* YOUR OBJECTIVE: All lines after the one containing "[mark] orange top" are needed, along with that line itself. Please repeat them exactly through the end of the entries.

* SOURCE DATA:
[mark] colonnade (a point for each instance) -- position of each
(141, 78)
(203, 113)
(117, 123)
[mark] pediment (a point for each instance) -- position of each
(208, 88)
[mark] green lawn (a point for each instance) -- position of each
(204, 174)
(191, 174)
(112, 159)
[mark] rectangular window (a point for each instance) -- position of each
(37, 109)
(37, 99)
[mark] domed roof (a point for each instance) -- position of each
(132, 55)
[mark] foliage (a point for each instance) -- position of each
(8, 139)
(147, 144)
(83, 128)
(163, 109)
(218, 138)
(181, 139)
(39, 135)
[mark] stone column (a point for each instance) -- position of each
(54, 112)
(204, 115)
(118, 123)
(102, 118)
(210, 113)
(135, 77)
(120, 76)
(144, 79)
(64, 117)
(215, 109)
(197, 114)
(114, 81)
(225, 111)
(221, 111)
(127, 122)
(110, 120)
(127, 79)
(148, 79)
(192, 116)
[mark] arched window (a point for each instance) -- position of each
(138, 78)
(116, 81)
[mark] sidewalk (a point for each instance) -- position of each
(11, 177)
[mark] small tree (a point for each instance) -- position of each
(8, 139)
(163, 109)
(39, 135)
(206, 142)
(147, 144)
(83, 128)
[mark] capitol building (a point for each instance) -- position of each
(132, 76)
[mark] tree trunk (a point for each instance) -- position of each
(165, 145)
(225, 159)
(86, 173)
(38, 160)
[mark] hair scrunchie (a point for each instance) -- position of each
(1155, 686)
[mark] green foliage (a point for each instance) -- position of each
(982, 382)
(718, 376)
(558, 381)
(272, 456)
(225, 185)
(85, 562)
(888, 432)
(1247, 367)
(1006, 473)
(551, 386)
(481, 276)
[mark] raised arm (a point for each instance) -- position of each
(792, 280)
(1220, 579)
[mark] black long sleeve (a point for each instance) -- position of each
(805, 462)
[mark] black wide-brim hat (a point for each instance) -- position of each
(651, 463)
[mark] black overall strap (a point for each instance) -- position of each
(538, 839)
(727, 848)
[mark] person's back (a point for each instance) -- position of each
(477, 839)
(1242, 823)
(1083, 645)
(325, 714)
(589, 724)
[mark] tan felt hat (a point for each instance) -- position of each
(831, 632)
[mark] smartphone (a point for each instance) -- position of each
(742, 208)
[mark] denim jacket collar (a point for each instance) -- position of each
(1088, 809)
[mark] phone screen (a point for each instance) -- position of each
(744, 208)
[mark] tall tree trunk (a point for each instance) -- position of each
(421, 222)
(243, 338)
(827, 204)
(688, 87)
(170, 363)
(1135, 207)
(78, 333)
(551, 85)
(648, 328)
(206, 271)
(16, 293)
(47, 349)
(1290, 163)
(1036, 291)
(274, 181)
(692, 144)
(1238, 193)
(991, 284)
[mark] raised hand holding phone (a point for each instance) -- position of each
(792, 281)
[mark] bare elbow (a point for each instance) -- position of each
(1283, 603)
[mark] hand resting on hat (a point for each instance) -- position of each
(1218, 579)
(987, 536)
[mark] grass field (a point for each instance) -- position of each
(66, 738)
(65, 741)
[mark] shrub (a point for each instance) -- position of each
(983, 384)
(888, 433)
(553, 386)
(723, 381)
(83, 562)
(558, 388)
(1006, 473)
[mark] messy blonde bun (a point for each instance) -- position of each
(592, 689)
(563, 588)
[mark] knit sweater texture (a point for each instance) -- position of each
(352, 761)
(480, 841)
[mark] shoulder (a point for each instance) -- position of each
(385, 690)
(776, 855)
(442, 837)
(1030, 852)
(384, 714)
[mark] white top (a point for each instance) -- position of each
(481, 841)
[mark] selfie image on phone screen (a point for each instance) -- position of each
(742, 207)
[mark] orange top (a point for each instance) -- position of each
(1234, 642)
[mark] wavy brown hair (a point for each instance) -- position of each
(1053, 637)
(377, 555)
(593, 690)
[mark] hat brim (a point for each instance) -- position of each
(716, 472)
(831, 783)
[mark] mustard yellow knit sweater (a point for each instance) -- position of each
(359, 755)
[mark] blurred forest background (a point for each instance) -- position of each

* RESULT OF THIS EXERCISE:
[mark] orange top (a point for each instance) -- position of each
(1234, 642)
[mark] wavy brown hair (a point for each instance) -- position of each
(1053, 637)
(377, 555)
(593, 690)
[mark] hat brim (a point for each instance) -- position of each
(716, 472)
(831, 783)
[mark] mustard yellow knit sweater (a point for each instance) -- position of each
(359, 755)
[mark] blurred forest background (a point for each instance) -- position of each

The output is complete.